Text to read:
»»
For all of humanity, I am broadcasting.

[cheering]

One has to understand Father Divine

as a very early progenitor
of the civil-rights movement.

Father Divine's early followers

were involved in protests
and petition drives

and letter-writing campaigns
that insisted upon civil rights

at a time when that call
was very muted in American life.

But a call that would grow

and touch off a new era
of social upheaval...

with racial tensions
erupting into violence

- and a wave of political assassinations.
- [gunshots]

Many began doubting
the war in Vietnam was just.

Americans' trust in their government
plummeted...

and the specter
of imminent nuclear annihilation

made the entire nation
feel like it was under siege.

This drove a generation
to search for new kinds of community

and alternative sources of meaning.

And so what we saw at that time

was the rise
of these charismatic individuals,

some of them American, many of them
drawing from traditions of the East,

particularly in India.

"We are the righteous few."

"We know the answer."

And that knowledge was an antidote

for the turbulent times in which we lived.

But that knowledge
sometimes came with a catch.

The search for
alternative forms of meaning,

these things have at their back
a very powerful appeal.

And sometimes people start out,

even the leaders themselves,
believing in that appeal.

But there is a break in human nature

in which idealism can very easily
turn into authoritarianism.

The same religious tolerance
that allowed the country to thrive...

Take that step.

...made Americans
particularly susceptible to manipulation.

[cheering]

Even Father Divine was accused of

taking advantage of his followers
financially,

including convincing them
to buy him a hotel,

and bilking a woman
out of her inheritance.

And one man was watching all this
and taking notes...

Jim Jones.

So Jim Jones, he studied,
you know, Father Divine

to see how Father Divine
set up his community.

Jones' desire to learn from Divine

was even immortalized
in a 1980 TV miniseries.

That's James Earl Jones
playing Father Divine.

But how could you sustain such a movement?

How did my son Moses sustain his flock?

But the cost?

Ask and you shall receive, my son.

Ask and you shall receive.

Jim Jones took some of the appeals
to social justice

that were intrinsic
to Father Divine's message,

and he used them,
first to attract people,

and later, to manipulate people.

And it's when that manipulation
becomes destructive

that a group becomes a cult,
according to social scientists.

It's really not about the belief system,
per se.
««
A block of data
»»
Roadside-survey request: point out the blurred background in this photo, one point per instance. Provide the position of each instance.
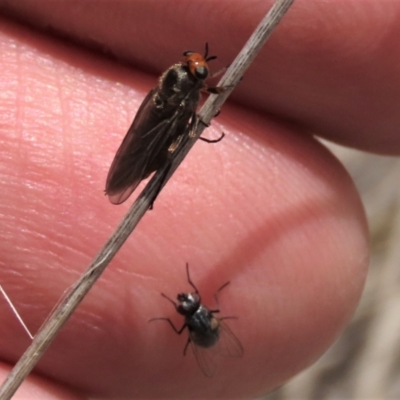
(364, 363)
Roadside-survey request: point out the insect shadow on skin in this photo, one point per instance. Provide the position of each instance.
(209, 336)
(165, 117)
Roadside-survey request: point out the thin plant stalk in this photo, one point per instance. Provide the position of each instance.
(68, 304)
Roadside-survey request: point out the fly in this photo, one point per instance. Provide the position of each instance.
(209, 336)
(166, 115)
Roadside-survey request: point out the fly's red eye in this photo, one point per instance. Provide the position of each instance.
(197, 64)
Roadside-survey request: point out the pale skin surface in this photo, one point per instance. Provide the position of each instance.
(268, 208)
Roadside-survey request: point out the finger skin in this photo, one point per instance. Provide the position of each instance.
(268, 208)
(329, 67)
(35, 388)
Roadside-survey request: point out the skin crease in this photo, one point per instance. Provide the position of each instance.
(268, 208)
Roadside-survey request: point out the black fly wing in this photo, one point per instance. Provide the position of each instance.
(207, 357)
(143, 149)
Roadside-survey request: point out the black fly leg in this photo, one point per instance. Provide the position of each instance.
(186, 346)
(193, 125)
(216, 293)
(190, 282)
(178, 331)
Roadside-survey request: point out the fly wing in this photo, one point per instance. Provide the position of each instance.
(136, 157)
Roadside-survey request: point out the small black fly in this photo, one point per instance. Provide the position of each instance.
(209, 336)
(167, 114)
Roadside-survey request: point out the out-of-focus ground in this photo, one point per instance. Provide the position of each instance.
(364, 363)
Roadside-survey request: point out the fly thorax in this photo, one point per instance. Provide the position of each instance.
(188, 303)
(158, 101)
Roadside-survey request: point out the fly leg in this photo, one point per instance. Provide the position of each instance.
(193, 127)
(186, 346)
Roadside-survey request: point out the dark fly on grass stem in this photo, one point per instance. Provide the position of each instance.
(167, 114)
(209, 336)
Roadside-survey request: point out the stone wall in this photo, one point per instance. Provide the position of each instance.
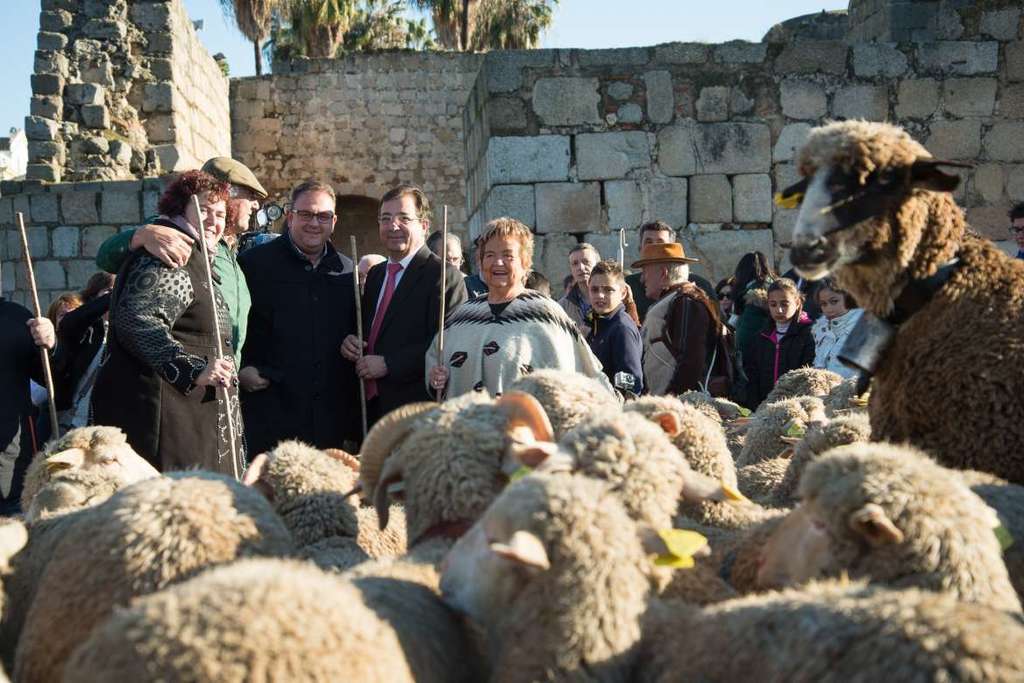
(66, 223)
(579, 143)
(122, 88)
(365, 124)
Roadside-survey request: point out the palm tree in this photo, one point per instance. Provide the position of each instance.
(253, 19)
(511, 25)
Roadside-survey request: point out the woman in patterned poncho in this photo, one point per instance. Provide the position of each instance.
««
Stated problem 1:
Repeat the stretch of the transcript from "to see how Father" through "playing Father Divine.".
Stated problem 2:
According to the transcript, what kinds of activities were Father Divine's early followers involved in? Name them all.

Right answer 1:
to see how Father Divine
set up his community.

Jones' desire to learn from Divine

was even immortalized
in a 1980 TV miniseries.

That's James Earl Jones
playing Father Divine.

Right answer 2:
- Protests
- Petition drives
- Letter-writing campaigns